▸ RECORDS FOR THE TASK:
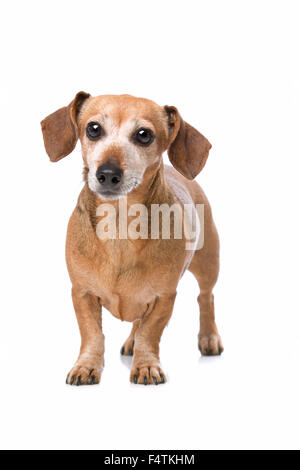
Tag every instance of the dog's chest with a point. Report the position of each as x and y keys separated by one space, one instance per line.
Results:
x=125 y=282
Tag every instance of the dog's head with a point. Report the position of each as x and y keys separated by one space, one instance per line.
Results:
x=121 y=138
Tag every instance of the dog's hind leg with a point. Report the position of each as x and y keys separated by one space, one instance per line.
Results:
x=205 y=267
x=128 y=346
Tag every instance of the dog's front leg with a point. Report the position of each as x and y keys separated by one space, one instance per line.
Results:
x=88 y=368
x=146 y=367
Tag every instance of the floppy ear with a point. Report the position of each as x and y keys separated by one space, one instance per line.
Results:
x=188 y=149
x=60 y=130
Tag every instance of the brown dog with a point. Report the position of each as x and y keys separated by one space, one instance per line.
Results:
x=123 y=139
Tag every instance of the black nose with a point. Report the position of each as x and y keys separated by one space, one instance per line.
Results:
x=109 y=175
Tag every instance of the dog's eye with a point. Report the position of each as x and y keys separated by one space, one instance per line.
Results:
x=144 y=136
x=94 y=131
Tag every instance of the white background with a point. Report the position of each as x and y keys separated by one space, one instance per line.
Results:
x=232 y=69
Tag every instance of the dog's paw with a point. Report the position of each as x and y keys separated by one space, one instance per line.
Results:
x=127 y=348
x=148 y=375
x=81 y=375
x=210 y=345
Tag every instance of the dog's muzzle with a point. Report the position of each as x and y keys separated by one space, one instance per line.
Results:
x=110 y=177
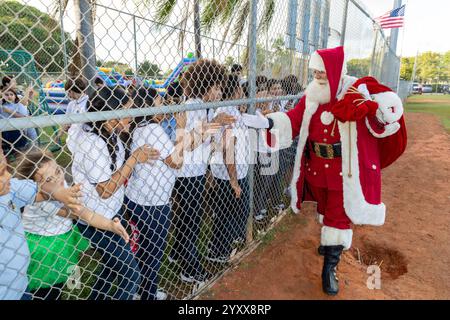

▸ WHAT YOU ARE ASKED TO DO: Revise all the rows above so that each "instance" becomes "occurrence" and nothing else changes. Leave the pictures out of your answer.

▸ SOLUTION BELOW:
Tag every occurrence of the dog's chest with a point. Report the position of each as x and y keys separated by one space, one occurrence per line.
Results:
x=125 y=282
Tag every occurrence of the dog's head with a point. Report the position of each as x and y keys separated by one space, one occurrence per line.
Results:
x=121 y=138
Tag every occurrence of the dog's hind leg with a point. Report the position of each as x and y keys separated by one space, one occurrence per line.
Results:
x=205 y=267
x=128 y=346
Tag every occurrence of the dog's front leg with a point. Report the position of each as x and y keys separated by one space, one occurrence per line.
Results:
x=88 y=368
x=146 y=367
Tag every occurrence of the floppy ear with a point. Report the position of each as x and y keys separated by one space, one occurrence per line.
Results:
x=188 y=149
x=60 y=130
Tag every occurrence of the brown dog with a point. Report the position of each as x and y keys separated by one space, one occurrence per line.
Results:
x=123 y=139
Tag every occurrence of the black nose with a point. Report the position of each as x and y keys separated by one space, one occurrence per line.
Results:
x=109 y=175
Tag every occurrence of the dog's eye with a point. Report the position of each as x and y keys separated by one space, one occurrence per line.
Results:
x=144 y=136
x=94 y=131
Tag every occurrence of the white background with a point. Report the position of each as x and y keys separated by one space, one occurrence per line.
Results:
x=232 y=69
Tag every occurrence of the dog's paw with a point. Report the position of each as x and y keys separated by one space, one occurrence per line.
Results:
x=127 y=348
x=148 y=375
x=81 y=375
x=210 y=345
Tag every occurrence of the dog's muzzle with a point. Report the position of each as x and y keys separated by one space, one occurrence per line.
Results:
x=110 y=177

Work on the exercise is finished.